In den vergangenen Jahren lagen die versicherten Schäden durch Naturkatastrophen wiederholt bei mehr als 100 Milliarden US-Dollar (rund 92 Mrd Euro). Im ersten Halbjahr 2024 waren es nach Berechnungen der Munich Re bereits 62 Milliarden Dollar. Erst Anfang Oktober verursachte Hurrikan "Milton" in den USA Schäden in voraussichtlich zweistelliger Milliardenhöhe.
Gegen solch schwere Stürme will die Munich Re weiterhin Rückversicherungsschutz bieten. Der Konzern habe solche Ereignisse bei seiner Preisgestaltung einkalkuliert, erklärte Kopff. Nach Schätzung des Risikomodellierers Moody's RMS muss die private Versicherungsbranche für die Folgen von "Milton" voraussichtlich mit 22 bis 36 Milliarden Dollar geradestehen.

ÜBUNGSDATEN:
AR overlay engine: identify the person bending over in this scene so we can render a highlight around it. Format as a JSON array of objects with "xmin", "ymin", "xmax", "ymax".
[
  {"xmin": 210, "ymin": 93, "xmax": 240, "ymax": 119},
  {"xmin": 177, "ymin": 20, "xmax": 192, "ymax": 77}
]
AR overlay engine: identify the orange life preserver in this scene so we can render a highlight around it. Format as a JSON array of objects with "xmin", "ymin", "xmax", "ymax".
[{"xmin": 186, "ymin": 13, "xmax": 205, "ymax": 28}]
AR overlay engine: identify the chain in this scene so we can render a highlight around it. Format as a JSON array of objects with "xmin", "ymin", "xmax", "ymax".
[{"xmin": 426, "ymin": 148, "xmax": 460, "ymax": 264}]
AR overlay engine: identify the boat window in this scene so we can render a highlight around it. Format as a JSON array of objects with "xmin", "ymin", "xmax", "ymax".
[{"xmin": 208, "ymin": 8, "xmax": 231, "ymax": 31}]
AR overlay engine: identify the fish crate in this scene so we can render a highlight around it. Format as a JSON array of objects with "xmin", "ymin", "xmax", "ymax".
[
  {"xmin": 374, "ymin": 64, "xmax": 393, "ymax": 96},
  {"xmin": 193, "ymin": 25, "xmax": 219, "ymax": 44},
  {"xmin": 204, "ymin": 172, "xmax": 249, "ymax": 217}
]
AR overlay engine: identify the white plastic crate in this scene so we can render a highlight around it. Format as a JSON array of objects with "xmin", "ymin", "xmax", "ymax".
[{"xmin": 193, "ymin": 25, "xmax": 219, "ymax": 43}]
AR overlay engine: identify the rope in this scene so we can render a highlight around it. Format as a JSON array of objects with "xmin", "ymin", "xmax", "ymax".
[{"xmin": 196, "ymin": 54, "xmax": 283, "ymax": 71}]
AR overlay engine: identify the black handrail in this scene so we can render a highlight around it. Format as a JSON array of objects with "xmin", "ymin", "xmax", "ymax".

OFFENE AUFGABEN:
• 1. Können Sie den Textabschnitt über Versicherungsschäden durch Naturkatastrophen vollständig und wortgetreu wiedergeben?
• 2. Könnten Sie nur die Zeilen der Auflistung von der Zeile mit „AR overlay engine: identify the chain“ bis einschließlich zum Ende der Auflistung erneut ausgeben, dabei „scene“ durch „image“ ersetzen und alles andere unverändert lassen?
Der Textabschnitt und die Auflistung stammen aus unterschiedlichen Quellen.

GELÖSTE AUFGABEN:
• 1.
In den vergangenen Jahren lagen die versicherten Schäden durch Naturkatastrophen wiederholt bei mehr als 100 Milliarden US-Dollar (rund 92 Mrd Euro). Im ersten Halbjahr 2024 waren es nach Berechnungen der Munich Re bereits 62 Milliarden Dollar. Erst Anfang Oktober verursachte Hurrikan "Milton" in den USA Schäden in voraussichtlich zweistelliger Milliardenhöhe.
Gegen solch schwere Stürme will die Munich Re weiterhin Rückversicherungsschutz bieten. Der Konzern habe solche Ereignisse bei seiner Preisgestaltung einkalkuliert, erklärte Kopff. Nach Schätzung des Risikomodellierers Moody's RMS muss die private Versicherungsbranche für die Folgen von "Milton" voraussichtlich mit 22 bis 36 Milliarden Dollar geradestehen.

• 2.
AR overlay engine: identify the chain in this image so we can render a highlight around it. Format as a JSON array of objects with "xmin", "ymin", "xmax", "ymax".
[{"xmin": 426, "ymin": 148, "xmax": 460, "ymax": 264}]
AR overlay engine: identify the boat window in this image so we can render a highlight around it. Format as a JSON array of objects with "xmin", "ymin", "xmax", "ymax".
[{"xmin": 208, "ymin": 8, "xmax": 231, "ymax": 31}]
AR overlay engine: identify the fish crate in this image so we can render a highlight around it. Format as a JSON array of objects with "xmin", "ymin", "xmax", "ymax".
[
  {"xmin": 374, "ymin": 64, "xmax": 393, "ymax": 96},
  {"xmin": 193, "ymin": 25, "xmax": 219, "ymax": 44},
  {"xmin": 204, "ymin": 172, "xmax": 249, "ymax": 217}
]
AR overlay engine: identify the white plastic crate in this image so we can render a highlight around it. Format as a JSON array of objects with "xmin", "ymin", "xmax", "ymax".
[{"xmin": 193, "ymin": 25, "xmax": 219, "ymax": 43}]
AR overlay engine: identify the rope in this image so we can render a highlight around it. Format as a JSON array of objects with "xmin", "ymin", "xmax", "ymax".
[{"xmin": 196, "ymin": 54, "xmax": 283, "ymax": 71}]
AR overlay engine: identify the black handrail in this image so we can render a highlight around it. Format as a JSON array of objects with "xmin", "ymin", "xmax", "ymax".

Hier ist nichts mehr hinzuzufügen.